• _Directive 1_
According to the Dragon Head review, who writes and draws the manga?
• _Directive 2_
Print the Dragon Head review word for word from "Teru struggles to" to "his waking nightmare.".

• _Quoted passage_
* * *

It is with this merry image of sheer terror that I will segue way into the new Manga series titled Dragon Head, a nasty story about not only being buried alive compounded with a level of psychological tension created by the unknown forces that put our protagonists in the situation to begin with. This well balanced meal of macabre is written and drawn by Minetaro Mochizuki, and thus far two volumes have Tokyopopped out for your literary consumption.

Icy black. This is how story unfolds in the prenatal pages of Volume One. The pages are then scratched with the sounds of dripping. This visual marker serves as a beautiful break in the page. An allusion to the waking of the mind we are seeing through. Foggily, we see what are to be our eyes, and, in a mad panic, the events around us become clear.

A passenger car of a train is laying broken and dead in the overwhelming darkness. Lost in this deathly veil is a young man, Teru Aoki. Awakened suddenly by the dripping sound in raw contrast to the deep silence, Teru begins to panic. He can hear no one. He can see nothing. It is as if he is locked within a tomb…

Teru struggles to recall his last memory. Flashes of the train and his class trip, the reason he was on the train, come crashing into his mind but the cause of the crash, or whatever cataclysm caused this, is left out of reach of his minds eye’s . Teru flashes out of this, and back to his waking nightmare.

* * *

• _Material provided_
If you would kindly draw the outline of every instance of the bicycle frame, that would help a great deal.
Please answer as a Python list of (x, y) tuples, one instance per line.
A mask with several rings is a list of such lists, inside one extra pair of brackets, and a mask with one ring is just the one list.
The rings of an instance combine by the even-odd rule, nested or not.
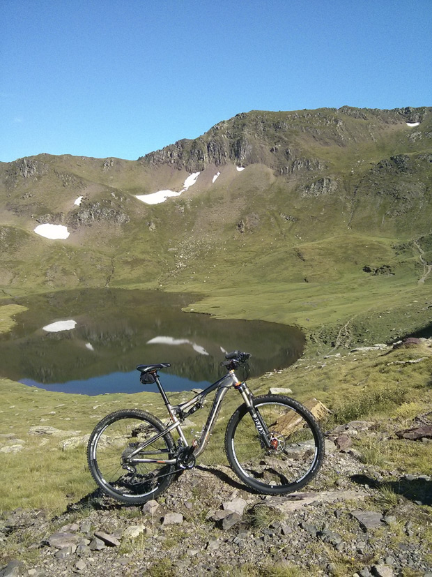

* * *

• _Task response 1_
Minetaro Mochizuki

• _Task response 2_
Teru struggles to recall his last memory. Flashes of the train and his class trip, the reason he was on the train, come crashing into his mind but the cause of the crash, or whatever cataclysm caused this, is left out of reach of his minds eye’s . Teru flashes out of this, and back to his waking nightmare.